• _文章_
::::::

Lesson 0002：动手 debug torch.compile —— 亲眼看到编译产物

上一课你知道了概念上的流水线：Dynamo → Inductor → Triton。
这一课你要亲眼看：FX Graph 长什么样？Triton kernel 的代码是什么？Graph break 在哪？

我们会用 TORCH_LOGS 和几个简单的 Python 脚本来做这件事。

1. 环境准备

第一件事：确认你能在终端里访问 PyTorch 2.0+。以下所有代码你都要在自己的终端里跑（你的 conda/venv 环境）。

# 确认版本 ≥ 2.0
python -c "import torch; print(torch.__version__)"

如果输出是 2.x.y，就可以开始了。如果不是，升级到最新版：

pip install --upgrade torch

2. 第一眼看 FX Graph

最简单的起点：对一个极小的函数用 torch.compile，然后导出它产生的 FX Graph。

::::::

• _数据行_
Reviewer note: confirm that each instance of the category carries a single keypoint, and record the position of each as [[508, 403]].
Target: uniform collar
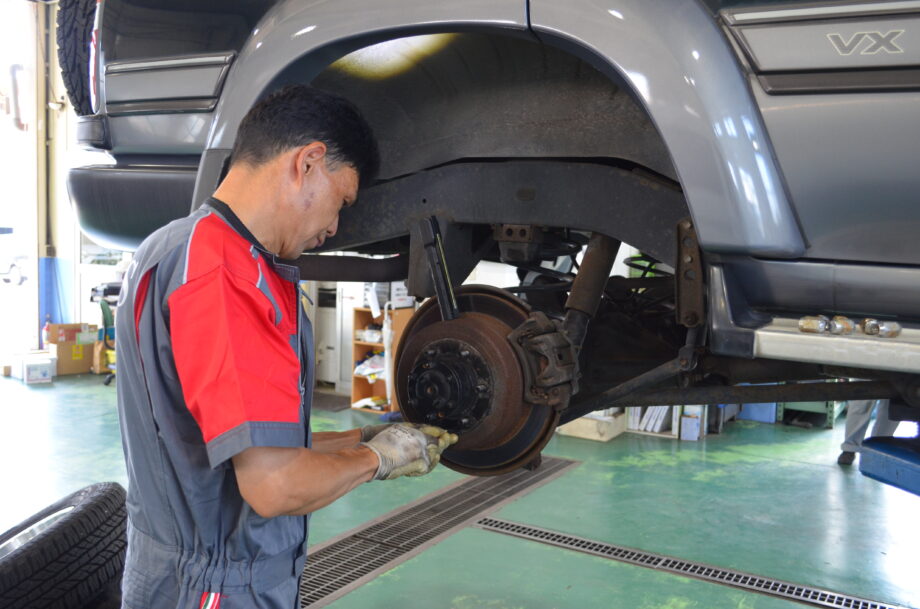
[[284, 267]]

::::::

• _练习任务_
A. 文章说概念上的流水线依次经过哪几个环节？
B. 把文章里从“上一课你知道了概念上的流水线：Dynamo → Inductor”开始、一直到“2.0+。以下所有代码你都要在自己的终端里跑（你的 conda/venv 环境）。”为止的文字原样照抄下来。

• _参考答案_
A. Dynamo → Inductor → Triton。

B.
上一课你知道了概念上的流水线：Dynamo → Inductor → Triton。
这一课你要亲眼看：FX Graph 长什么样？Triton kernel 的代码是什么？Graph break 在哪？

我们会用 TORCH_LOGS 和几个简单的 Python 脚本来做这件事。

1. 环境准备

第一件事：确认你能在终端里访问 PyTorch 2.0+。以下所有代码你都要在自己的终端里跑（你的 conda/venv 环境）。